You are to retype all of the data exactly as it appears.
------------------------
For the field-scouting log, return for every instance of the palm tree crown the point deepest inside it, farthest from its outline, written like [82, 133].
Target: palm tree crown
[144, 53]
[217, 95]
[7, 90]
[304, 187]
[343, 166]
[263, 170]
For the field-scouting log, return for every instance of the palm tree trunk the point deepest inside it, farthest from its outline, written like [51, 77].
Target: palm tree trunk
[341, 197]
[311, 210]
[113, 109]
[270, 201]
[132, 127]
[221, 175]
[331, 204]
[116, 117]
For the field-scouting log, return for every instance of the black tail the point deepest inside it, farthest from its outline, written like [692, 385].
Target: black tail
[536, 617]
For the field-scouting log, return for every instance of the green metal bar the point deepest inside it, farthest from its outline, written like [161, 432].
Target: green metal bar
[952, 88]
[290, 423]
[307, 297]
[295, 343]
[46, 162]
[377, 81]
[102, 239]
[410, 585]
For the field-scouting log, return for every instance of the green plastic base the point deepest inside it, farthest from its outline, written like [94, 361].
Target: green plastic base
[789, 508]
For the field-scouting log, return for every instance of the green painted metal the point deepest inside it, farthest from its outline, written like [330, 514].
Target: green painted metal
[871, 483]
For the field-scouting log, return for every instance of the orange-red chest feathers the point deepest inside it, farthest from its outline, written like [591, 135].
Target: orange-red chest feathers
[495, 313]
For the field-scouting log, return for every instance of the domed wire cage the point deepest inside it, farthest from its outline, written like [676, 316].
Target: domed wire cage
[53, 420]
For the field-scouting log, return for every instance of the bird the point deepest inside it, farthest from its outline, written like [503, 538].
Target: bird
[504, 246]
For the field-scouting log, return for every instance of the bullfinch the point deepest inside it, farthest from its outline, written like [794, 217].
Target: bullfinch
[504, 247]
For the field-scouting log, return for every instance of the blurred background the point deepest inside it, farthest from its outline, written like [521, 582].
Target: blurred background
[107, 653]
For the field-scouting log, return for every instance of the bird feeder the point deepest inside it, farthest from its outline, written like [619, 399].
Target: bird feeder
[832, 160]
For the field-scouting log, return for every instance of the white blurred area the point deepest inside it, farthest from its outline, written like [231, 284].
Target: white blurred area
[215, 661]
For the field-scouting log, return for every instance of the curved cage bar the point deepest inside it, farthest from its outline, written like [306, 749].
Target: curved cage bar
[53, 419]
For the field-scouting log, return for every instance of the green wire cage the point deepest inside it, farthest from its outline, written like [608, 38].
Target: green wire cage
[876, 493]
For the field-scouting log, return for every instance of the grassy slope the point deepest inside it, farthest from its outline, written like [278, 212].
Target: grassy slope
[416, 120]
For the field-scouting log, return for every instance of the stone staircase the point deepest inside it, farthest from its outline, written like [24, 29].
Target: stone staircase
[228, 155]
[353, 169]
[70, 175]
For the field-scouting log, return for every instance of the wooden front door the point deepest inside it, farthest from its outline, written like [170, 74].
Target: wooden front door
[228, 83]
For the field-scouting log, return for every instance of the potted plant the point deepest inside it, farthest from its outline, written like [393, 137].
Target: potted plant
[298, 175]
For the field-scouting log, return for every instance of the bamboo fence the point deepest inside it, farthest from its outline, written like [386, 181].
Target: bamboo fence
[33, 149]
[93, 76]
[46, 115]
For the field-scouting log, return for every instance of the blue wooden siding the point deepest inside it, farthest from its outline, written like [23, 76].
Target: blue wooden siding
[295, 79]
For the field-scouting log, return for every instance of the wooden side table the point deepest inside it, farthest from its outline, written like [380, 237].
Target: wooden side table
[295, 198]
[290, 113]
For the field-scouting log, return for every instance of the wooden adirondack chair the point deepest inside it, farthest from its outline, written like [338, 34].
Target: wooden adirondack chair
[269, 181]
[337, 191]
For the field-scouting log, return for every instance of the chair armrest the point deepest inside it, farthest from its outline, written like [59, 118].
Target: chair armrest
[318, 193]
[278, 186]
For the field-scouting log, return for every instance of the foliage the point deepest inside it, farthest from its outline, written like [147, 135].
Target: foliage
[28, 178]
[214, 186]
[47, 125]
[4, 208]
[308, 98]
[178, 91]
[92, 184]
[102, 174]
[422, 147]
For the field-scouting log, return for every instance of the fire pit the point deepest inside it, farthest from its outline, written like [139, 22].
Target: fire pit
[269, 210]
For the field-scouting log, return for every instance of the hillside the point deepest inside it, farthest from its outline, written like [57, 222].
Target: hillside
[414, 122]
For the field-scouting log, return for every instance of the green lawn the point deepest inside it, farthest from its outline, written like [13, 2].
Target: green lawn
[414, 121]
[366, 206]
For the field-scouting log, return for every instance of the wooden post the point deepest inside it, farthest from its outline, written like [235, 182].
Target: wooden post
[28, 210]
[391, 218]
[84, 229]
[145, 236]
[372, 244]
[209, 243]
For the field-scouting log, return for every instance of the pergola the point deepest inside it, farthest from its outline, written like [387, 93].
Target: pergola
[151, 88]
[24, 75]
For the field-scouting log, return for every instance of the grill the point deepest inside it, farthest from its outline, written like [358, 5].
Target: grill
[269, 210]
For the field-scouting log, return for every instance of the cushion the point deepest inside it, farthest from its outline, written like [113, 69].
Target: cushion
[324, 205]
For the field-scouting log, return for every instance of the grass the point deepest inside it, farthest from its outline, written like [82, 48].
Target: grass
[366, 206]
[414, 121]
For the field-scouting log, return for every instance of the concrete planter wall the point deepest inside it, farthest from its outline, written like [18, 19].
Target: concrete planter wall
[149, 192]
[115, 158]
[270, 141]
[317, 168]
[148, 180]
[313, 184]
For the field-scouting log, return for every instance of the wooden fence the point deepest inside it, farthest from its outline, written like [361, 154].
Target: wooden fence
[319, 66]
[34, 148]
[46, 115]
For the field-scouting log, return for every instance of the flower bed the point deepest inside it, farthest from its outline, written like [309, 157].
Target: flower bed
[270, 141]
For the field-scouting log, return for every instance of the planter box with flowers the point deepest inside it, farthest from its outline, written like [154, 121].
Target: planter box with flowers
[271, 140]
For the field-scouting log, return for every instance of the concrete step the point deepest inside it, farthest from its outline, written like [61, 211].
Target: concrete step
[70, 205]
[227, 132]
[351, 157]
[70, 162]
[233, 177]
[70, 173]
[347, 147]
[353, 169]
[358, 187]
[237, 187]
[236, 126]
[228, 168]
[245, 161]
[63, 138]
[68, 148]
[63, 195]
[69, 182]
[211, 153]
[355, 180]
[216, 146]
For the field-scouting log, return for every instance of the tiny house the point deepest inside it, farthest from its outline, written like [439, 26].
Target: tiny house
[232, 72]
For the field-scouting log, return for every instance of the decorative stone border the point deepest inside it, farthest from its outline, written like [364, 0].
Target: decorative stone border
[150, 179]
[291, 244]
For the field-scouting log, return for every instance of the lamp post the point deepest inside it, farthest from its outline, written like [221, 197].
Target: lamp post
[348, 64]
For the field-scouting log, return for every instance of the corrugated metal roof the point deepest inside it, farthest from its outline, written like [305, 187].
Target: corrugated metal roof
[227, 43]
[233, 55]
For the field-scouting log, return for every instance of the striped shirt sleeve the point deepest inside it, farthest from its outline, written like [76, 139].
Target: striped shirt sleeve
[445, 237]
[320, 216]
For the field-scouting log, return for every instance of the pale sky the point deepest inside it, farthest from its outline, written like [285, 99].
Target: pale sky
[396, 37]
------------------------
Task answer:
For the field-scouting log, return for every instance of the palm tree crown the point deepest inside it, farthest from its outline, written like [82, 133].
Target: palm tree crown
[144, 53]
[217, 95]
[7, 90]
[304, 187]
[343, 166]
[263, 170]
For the field-scouting log, return for every instance of the palm tree trunk the point deepest inside it, farthest from its outline, written like [51, 77].
Target: palm tree trunk
[341, 197]
[311, 210]
[113, 109]
[270, 201]
[132, 127]
[221, 175]
[331, 204]
[116, 117]
For the field-scouting log, return for every instance of the black tail the point deepest inside it, farthest from its outline, written like [692, 385].
Target: black tail
[536, 617]
For the field-scouting log, return for every instance of the green metal bar the point deepest inside it, farthest from its outline, written like [161, 432].
Target: green metal bar
[952, 88]
[290, 423]
[307, 297]
[295, 343]
[46, 162]
[377, 81]
[102, 239]
[410, 585]
For the field-scouting log, return for every instance of the green plastic base the point deepest inside it, farthest from its outline, written like [94, 361].
Target: green plastic base
[789, 508]
For the field-scouting log, return for every instance of the green painted metal the point deepest inside it, farthest from its outline, written like [330, 514].
Target: green painted metal
[871, 483]
For the field-scouting log, return for every instance of the orange-red chest feathers the point deepest inside it, farthest from its outline, written like [591, 135].
Target: orange-red chest feathers
[495, 313]
For the field-scouting log, return for every instance of the domed wire cage the point deepest inside it, farthest from its outline, written like [676, 316].
Target: domed wire cage
[53, 420]
For the field-scouting log, return for every instance of the bird the point deepest inside it, farthest from its outline, written like [503, 538].
Target: bird
[504, 246]
For the field-scouting log, return for every instance of the bullfinch the point deepest inside it, farthest from its outline, written like [794, 217].
Target: bullfinch
[504, 247]
For the field-scouting log, return for every instance of the blurred background the point deepest inside it, farthest from its outline, written like [521, 582].
Target: blurred background
[107, 653]
For the field-scouting log, return for every instance of the bird feeder the point deepest inside it, farthest from its outline, written like [619, 399].
Target: bird feeder
[832, 160]
For the field-scouting log, return for every instance of the white blurred area the point deepest inside it, farthest from its outline, written like [231, 284].
Target: white blurred area
[215, 661]
For the field-scouting log, return for every instance of the curved cage bar the point deepest inside it, farthest from its outline, written like [306, 749].
Target: curved cage bar
[53, 419]
For the field-scouting log, return for every instance of the green wire cage the point deepest inside it, farthest from its outline, written like [608, 38].
Target: green wire cage
[876, 493]
For the field-scouting log, return for every instance of the grassy slope the point deepest inside it, farthest from its outline, written like [278, 212].
Target: grassy slope
[416, 120]
For the field-scouting log, return for every instance of the stone staircase the point deepest inside it, farthest from its outline, written like [24, 29].
Target: stone staircase
[228, 155]
[353, 169]
[70, 175]
For the field-scouting log, return for every instance of the wooden front door the point deepest inside it, farthest from its outline, written like [170, 74].
Target: wooden front door
[228, 83]
For the field-scouting log, return for every instance of the potted plant the point deepest inside it, farthest from its outline, written like [393, 137].
Target: potted plant
[298, 175]
For the field-scouting log, return for every instance of the bamboo fence the point deepest inside it, farthest from its outline, written like [386, 181].
Target: bamboo fence
[33, 149]
[93, 76]
[46, 115]
For the field-scouting log, return for every instance of the blue wooden siding the point deepest inside it, farthest from its outline, written like [23, 76].
Target: blue wooden siding
[295, 79]
For the field-scouting log, return for every instance of the wooden side table the point deepest inside it, farthest from its outline, written like [380, 237].
Target: wooden side table
[295, 198]
[290, 113]
For the field-scouting log, return for every instance of the wooden adirondack chair the point deepest inside it, farthest from its outline, written like [338, 34].
Target: wooden adirondack chair
[269, 181]
[337, 191]
For the field-scouting log, return for every instance of the chair armrest the point deepest inside it, farthest from its outline, written like [59, 118].
Target: chair armrest
[318, 193]
[278, 186]
For the field-scouting log, return for every instance of the foliage the point deepest inside it, farthest from its outline, written like [147, 135].
Target: foliage
[28, 178]
[214, 186]
[47, 125]
[4, 208]
[308, 98]
[178, 91]
[92, 184]
[102, 174]
[422, 147]
For the field-scouting log, return for every instance of the fire pit the point deepest inside it, farthest from its outline, written like [139, 22].
Target: fire pit
[269, 210]
For the field-scouting log, return for every instance of the hillside the point deepest inside it, farthest from its outline, written like [57, 222].
Target: hillside
[414, 122]
For the field-scouting log, return for every instance of the green lawn the point deepest inside it, farthest from its outline, written like [13, 2].
Target: green lawn
[414, 121]
[366, 206]
For the field-scouting log, return for every instance of the wooden post the point deepest inside it, farthest from its outline, written like [235, 182].
Target: wooden post
[28, 210]
[391, 218]
[84, 229]
[145, 236]
[372, 244]
[209, 243]
For the field-scouting log, return for every instance of the pergola the point deepest inside it, farthest from its outline, written like [387, 93].
Target: pergola
[151, 88]
[24, 75]
For the field-scouting log, return for every instance of the grill the point deepest inside it, farthest from its outline, written like [358, 5].
Target: grill
[269, 210]
For the field-scouting log, return for every instance of the cushion the point deepest inside it, farthest from its outline, written like [113, 69].
Target: cushion
[324, 205]
For the field-scouting log, return for every instance of the grass the point deepest inside it, farthest from its outline, written like [82, 48].
Target: grass
[366, 206]
[414, 121]
For the field-scouting log, return for every instance of the concrete planter wall the point deepest inside it, farthest from its outline, written like [18, 19].
Target: concrete planter wall
[149, 192]
[115, 158]
[270, 141]
[317, 168]
[148, 180]
[313, 184]
For the field-scouting log, return for every instance of the wooden fence the point deepest inside it, farthest from its outline, written like [361, 154].
Target: wooden fence
[319, 66]
[34, 148]
[46, 115]
For the field-scouting log, return for every instance of the flower bed the point deepest inside it, farthest from its outline, written like [309, 157].
Target: flower bed
[270, 141]
For the field-scouting log, return for every instance of the planter box with flowers the point deepest inside it, farthest from its outline, written like [154, 121].
Target: planter box with flowers
[271, 140]
For the field-scouting log, return for every instance of the concrete step the point deepest inside it, farthest from its outline, written like [61, 211].
Target: concrete step
[70, 205]
[227, 132]
[351, 157]
[70, 162]
[233, 177]
[70, 173]
[347, 147]
[353, 169]
[358, 187]
[237, 187]
[236, 126]
[228, 168]
[245, 161]
[63, 138]
[68, 148]
[63, 195]
[69, 182]
[211, 153]
[355, 180]
[216, 146]
For the field-scouting log, return for every instance of the tiny house the point deepest inside it, farthest from its outline, written like [439, 26].
Target: tiny house
[232, 72]
For the field-scouting log, return for every instance of the decorative stone border the point deepest inside it, farthest from its outline, written like [364, 0].
Target: decorative stone border
[150, 179]
[291, 244]
For the field-scouting log, return for every instance of the lamp post the point deepest inside it, farthest from its outline, written like [221, 197].
Target: lamp post
[348, 64]
For the field-scouting log, return for every instance of the corrugated metal roof the point deepest inside it, farthest from its outline, written like [305, 187].
Target: corrugated metal roof
[227, 43]
[233, 55]
For the field-scouting log, return for every instance of the striped shirt sleeve the point deepest inside it, farthest from its outline, written like [76, 139].
Target: striped shirt sleeve
[445, 237]
[320, 216]
For the field-scouting log, return for every instance of the pale sky the point deepest inside it, farthest from its outline, written like [285, 99].
Target: pale sky
[396, 37]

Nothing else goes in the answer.